#### PASSAGE PROVIDED ####

# Brakes and rotors



## AL_Sentra (Sep 5, 2003)

What is the best Brake Pads and Whats the best brake rotors you can get for your B14 from you guys experience?


----------



## ReVerm (Jan 13, 2003)

AL_Sentra said:


> What is the best Brake Pads and Whats the best brake rotors you can get for your B14 from you guys experience?


What kind of use? And are you talking about the stock brake system?


----------



## AL_Sentra (Sep 5, 2003)

For town use mainly. and yes its a stock brake system. but like everytime i get them changed within a few days, sometimes even the same day they are back squecking again like the pads are worn or something, i can never get a pair that doesnt squeck!


----------



## ReVerm (Jan 13, 2003)

AL_Sentra said:


> For town use mainly. and yes its a stock brake system. but like everytime i get them changed within a few days, sometimes even the same day they are back squecking again like the pads are worn or something, i can never get a pair that doesnt squeck!


Before anything else, check to make sure that you still have brake shims and anti-rattle springs (you may not have these at all) on your pads.

####

◆ **PROBLEMS TO SOLVE**:
A – In the brakes and rotors thread, what does AL_Sentra say the car is mainly used for?
B – Extend the brakes and rotors thread, picking up right after its last sentence.
The data that follows has no connection to the brakes and rotors thread.

#### AVAILABLE DATA ####

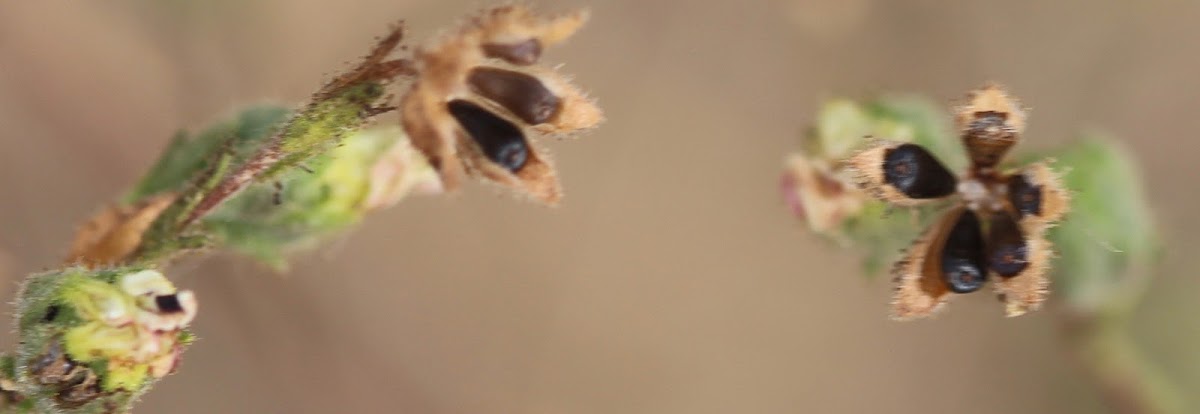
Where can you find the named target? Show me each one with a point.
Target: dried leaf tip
(480, 97)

####

◆ **TASK-BY-TASK OUTPUTS**:
A – Town use.

B –
Some pad compounds are naturally squeaky. My cheap around-campus pad is a full metallic that squeals like crazy during the first few applications. What you're looking for then is probably a lower temperature, mostly organic pad that was created specifically for that purpose. You can usually get these for relatively cheap at your local Autozone/Napa/Pep Boys/Checkers. If you need a pad with similar qualities that can stand up to some occasional abuse, I reccomend the OEM Nissan pads (get them from Courtesy Nissan). They have a pretty good operating temperature range and don't produce much noise at all. Try those the next time you change your brakes.

As for changing your rotors on the stock system, it won't make much of a difference. The biggest problem with the stock system (for performance applications) is the tiny stock rotor, which can only really be remedied by upgrading the entire system (a $300+ upgrade).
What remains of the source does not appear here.